EXCERPTED TEXT:
[start]

Under the statute, consent is not required for the taping of a non-electronic communication uttered by a person who does not have a "reasonable expectation of privacy" in that communication. However, this oral communication must be one that is made in a setting in which a person does not have a “reasonable expectation of privacy.” There are various circumstances when a person may not have a reasonable expectation of privacy. See also Florida Statute section 934.02 for the definition of “oral communication.” See also Stevenson v. State, 667 So.2d 410 (Fla. DCA1996); Paredes v. State, 760 So.2d 167 (Fla. DCA 2000).
In Cohen Brothers, LLC v. ME Corp., S.A., 872 So.2d 321 (Fla. 3rd DCA 2004), the District Court of Appeal for the Third District of Florida held that members of a limited liability company’’s (LLC) management committee did not have a reasonable expectation of privacy with respect to participation in telephone conference calls with other committee members to discuss continued financing of the LLC, and thus could not hold the committee members liable for recording the conference calls.
There are also cases which state the recording of a phone call, even without the consent of the party, may be admissible in Court if the recording involved the planning or perpetrating of a crime. This does not mean the recording was legally made by the person recording the call. The Courts have merely said that “right to privacy” concerns are outweighed by the fact that the person is planning to commit a crime and the recording may be admissible. In State v. Inciarrano, 473 So. 2d 1272 (Fla. 1985), the Florida Supreme Court held that there may be circumstances under where a reasonable expectation of privacy will not be justified. The concurring opinion points out that the majority opinion holds that if someone is committing a crime they do not have a privacy right. This particular defendant, Inciarrano, went into someone's business and shot and killed them and the entire event was being recorded by the victim without the defendant’s knowledge. The Court held the tape to be admissible at trial which led to the defendant’s conviction for murder.
The Eleventh Circuit federal appellate court that governs federal law in Florida has held that because only interceptions made through an ““electronic, mechanical or other device”” are illegal under Florida law, telephones used in the ordinary course of business to record conversations do not violate the law. The court found that business telephones are not the type of devices addressed in the law and, thus, that a life insurance company did not violate the law when it routinely recorded business-related calls on its business extensions. Royal Health Care Servs., Inc. v. Jefferson-Pilot Life Ins. Co., 924 F.2d 215 (11th Cir. 1991). However, this is federal law. Florida state law makes it illegal to record conversations without all parties consent; this is exactly why many companies will announce on their prerecorded messages that "this call may be monitored or recorded for training purposes" when you first connect with their company telephone lines.
Anyone whose communications have been illegally intercepted may recover actual damages or $100 for each day of violation or $1,000, whichever is greater, along with punitive damages, attorney fees and litigation costs. Fla. Stat. ch. 934.10. Each recorded phone call made illegally that is a felony is punishable by up to five years in prison and a maximum $5,000.00 fine.

[end]

GIVEN RECORDS:
[start]

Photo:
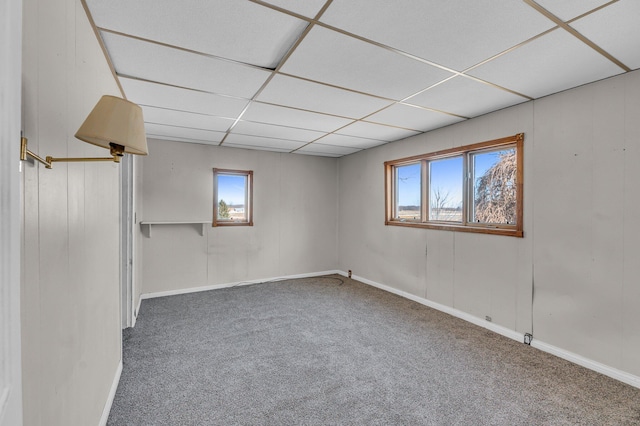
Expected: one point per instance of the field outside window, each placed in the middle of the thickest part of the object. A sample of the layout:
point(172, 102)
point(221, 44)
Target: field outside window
point(474, 188)
point(232, 197)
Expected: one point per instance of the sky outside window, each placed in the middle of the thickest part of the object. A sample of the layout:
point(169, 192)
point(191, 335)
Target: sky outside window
point(445, 189)
point(232, 189)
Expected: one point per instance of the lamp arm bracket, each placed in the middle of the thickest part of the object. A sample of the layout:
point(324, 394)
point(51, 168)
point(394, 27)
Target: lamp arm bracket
point(24, 152)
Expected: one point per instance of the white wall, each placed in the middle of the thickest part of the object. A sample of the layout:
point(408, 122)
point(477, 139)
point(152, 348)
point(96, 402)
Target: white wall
point(70, 276)
point(10, 102)
point(294, 228)
point(582, 168)
point(586, 201)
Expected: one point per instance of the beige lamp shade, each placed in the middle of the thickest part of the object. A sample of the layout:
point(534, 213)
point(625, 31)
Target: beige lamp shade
point(115, 120)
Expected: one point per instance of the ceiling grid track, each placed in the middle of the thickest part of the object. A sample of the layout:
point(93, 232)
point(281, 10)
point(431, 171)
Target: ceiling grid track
point(353, 77)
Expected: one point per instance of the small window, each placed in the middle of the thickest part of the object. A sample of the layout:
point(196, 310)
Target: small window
point(232, 197)
point(474, 188)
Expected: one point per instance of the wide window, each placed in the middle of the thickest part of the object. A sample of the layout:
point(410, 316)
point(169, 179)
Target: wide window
point(232, 197)
point(474, 188)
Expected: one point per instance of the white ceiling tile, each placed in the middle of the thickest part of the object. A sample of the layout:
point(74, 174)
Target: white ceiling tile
point(285, 90)
point(152, 137)
point(309, 8)
point(260, 141)
point(158, 130)
point(239, 30)
point(466, 97)
point(569, 9)
point(550, 64)
point(413, 118)
point(616, 29)
point(278, 132)
point(319, 148)
point(318, 154)
point(455, 34)
point(350, 141)
point(376, 131)
point(158, 63)
point(159, 95)
point(258, 148)
point(334, 58)
point(283, 116)
point(185, 119)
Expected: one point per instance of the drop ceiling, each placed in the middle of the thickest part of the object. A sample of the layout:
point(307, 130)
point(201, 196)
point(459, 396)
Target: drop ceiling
point(331, 78)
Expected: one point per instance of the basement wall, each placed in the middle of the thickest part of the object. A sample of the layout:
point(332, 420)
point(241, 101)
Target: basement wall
point(574, 279)
point(70, 305)
point(294, 229)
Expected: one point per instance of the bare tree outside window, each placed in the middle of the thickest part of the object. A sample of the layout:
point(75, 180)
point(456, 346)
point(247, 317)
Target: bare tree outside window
point(495, 191)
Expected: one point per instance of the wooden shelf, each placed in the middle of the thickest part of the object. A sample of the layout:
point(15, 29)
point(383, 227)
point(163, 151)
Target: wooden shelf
point(147, 225)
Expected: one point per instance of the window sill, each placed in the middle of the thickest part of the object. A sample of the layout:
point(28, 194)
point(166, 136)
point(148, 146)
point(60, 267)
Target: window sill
point(477, 229)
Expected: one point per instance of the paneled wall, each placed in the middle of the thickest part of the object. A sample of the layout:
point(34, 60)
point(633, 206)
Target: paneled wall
point(71, 337)
point(574, 279)
point(294, 228)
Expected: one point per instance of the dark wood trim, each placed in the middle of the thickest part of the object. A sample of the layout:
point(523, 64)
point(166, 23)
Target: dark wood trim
point(249, 208)
point(516, 141)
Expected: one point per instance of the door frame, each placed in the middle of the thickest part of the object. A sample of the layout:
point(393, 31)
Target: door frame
point(10, 211)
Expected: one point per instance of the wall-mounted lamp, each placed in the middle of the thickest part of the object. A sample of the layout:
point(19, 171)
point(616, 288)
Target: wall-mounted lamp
point(114, 123)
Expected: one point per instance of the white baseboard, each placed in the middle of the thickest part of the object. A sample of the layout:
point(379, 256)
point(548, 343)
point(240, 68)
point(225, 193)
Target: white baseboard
point(112, 395)
point(234, 284)
point(136, 312)
point(443, 308)
point(614, 373)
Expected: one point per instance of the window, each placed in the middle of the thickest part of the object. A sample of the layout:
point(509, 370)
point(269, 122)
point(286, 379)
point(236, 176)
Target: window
point(474, 188)
point(232, 197)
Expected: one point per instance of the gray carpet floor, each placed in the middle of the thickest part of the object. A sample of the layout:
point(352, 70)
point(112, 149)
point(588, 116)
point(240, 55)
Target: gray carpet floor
point(333, 351)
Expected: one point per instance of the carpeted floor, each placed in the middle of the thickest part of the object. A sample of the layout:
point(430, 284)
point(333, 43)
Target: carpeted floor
point(331, 350)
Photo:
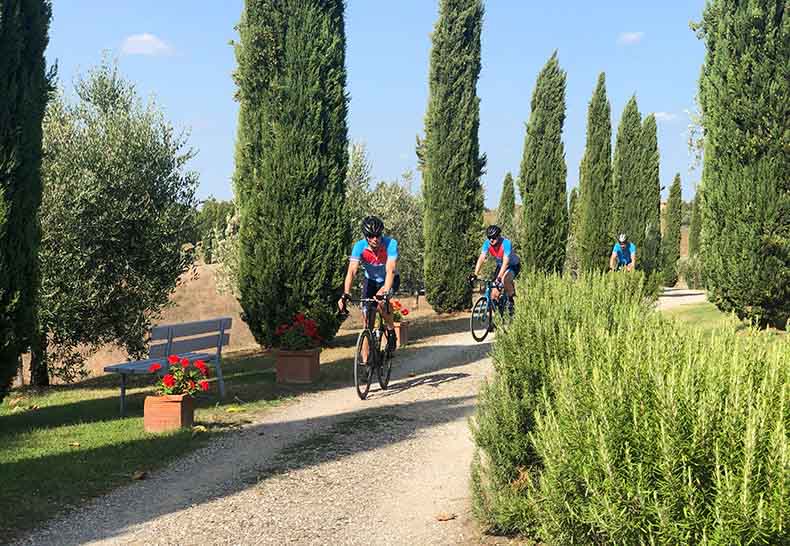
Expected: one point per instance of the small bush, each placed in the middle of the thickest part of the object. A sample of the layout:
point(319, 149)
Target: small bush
point(609, 423)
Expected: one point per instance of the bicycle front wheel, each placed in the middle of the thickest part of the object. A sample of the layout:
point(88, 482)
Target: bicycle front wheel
point(385, 369)
point(480, 322)
point(363, 363)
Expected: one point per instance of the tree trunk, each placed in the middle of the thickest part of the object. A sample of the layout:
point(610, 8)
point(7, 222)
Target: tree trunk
point(39, 371)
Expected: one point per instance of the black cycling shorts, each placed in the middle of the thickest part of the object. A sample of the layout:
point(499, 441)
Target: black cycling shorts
point(370, 287)
point(515, 269)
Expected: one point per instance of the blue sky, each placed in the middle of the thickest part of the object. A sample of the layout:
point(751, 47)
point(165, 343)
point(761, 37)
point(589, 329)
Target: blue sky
point(178, 52)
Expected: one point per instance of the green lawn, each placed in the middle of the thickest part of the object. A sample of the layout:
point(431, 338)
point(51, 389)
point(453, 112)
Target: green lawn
point(708, 318)
point(69, 444)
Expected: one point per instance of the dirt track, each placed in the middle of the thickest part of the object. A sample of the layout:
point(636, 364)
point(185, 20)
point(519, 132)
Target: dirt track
point(328, 469)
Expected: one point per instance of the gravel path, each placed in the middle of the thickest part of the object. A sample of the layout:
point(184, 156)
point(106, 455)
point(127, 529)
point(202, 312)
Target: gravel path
point(328, 469)
point(675, 297)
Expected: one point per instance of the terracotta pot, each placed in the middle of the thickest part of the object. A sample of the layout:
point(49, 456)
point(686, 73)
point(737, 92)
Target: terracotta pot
point(297, 366)
point(402, 332)
point(168, 412)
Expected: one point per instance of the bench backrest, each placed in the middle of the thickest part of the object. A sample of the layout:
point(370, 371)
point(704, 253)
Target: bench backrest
point(181, 338)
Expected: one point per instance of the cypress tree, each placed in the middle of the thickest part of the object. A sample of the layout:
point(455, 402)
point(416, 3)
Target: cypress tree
point(24, 89)
point(694, 227)
point(291, 162)
point(451, 154)
point(543, 174)
point(506, 211)
point(627, 176)
point(744, 89)
point(595, 181)
point(671, 242)
point(648, 206)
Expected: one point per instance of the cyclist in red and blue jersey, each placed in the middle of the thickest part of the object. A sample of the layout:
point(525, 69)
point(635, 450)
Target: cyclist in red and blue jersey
point(507, 261)
point(623, 254)
point(379, 258)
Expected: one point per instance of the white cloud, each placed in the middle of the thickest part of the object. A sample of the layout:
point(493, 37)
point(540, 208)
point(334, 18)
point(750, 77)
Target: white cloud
point(665, 116)
point(145, 44)
point(628, 38)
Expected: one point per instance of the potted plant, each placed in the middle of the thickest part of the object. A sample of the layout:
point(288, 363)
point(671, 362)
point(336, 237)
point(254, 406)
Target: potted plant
point(173, 407)
point(401, 325)
point(297, 354)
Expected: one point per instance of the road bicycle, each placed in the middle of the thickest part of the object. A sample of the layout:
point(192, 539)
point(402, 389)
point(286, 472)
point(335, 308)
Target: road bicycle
point(481, 322)
point(373, 354)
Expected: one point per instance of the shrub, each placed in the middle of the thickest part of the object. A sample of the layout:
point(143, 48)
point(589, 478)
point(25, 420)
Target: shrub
point(608, 423)
point(690, 269)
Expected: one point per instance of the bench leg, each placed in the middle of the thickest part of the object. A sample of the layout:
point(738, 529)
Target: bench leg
point(123, 395)
point(220, 379)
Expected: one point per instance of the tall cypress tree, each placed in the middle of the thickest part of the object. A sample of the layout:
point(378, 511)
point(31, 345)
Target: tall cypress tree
point(744, 89)
point(695, 225)
point(506, 211)
point(627, 176)
point(543, 174)
point(595, 180)
point(451, 154)
point(647, 208)
point(24, 90)
point(671, 242)
point(291, 162)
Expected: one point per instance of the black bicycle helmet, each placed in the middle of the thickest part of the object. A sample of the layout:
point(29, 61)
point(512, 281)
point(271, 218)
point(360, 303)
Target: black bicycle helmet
point(372, 226)
point(493, 231)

[end]

SHORT PROBLEM A:
In the excerpt on Florida recording law, which case has the Florida Supreme Court holding that a reasonable expectation of privacy may not be justified in some circumstances?
SHORT PROBLEM B:
Copy everything from "Anyone whose communications" down to "maximum $5,000.00 fine." in the excerpt on Florida recording law, replacing "attorney fees" with "legal fees".

COMPLETE ANSWER A:
State v. Inciarrano, 473 So. 2d 1272 (Fla. 1985).

COMPLETE ANSWER B:
Anyone whose communications have been illegally intercepted may recover actual damages or $100 for each day of violation or $1,000, whichever is greater, along with punitive damages, legal fees and litigation costs. Fla. Stat. ch. 934.10. Each recorded phone call made illegally that is a felony is punishable by up to five years in prison and a maximum $5,000.00 fine.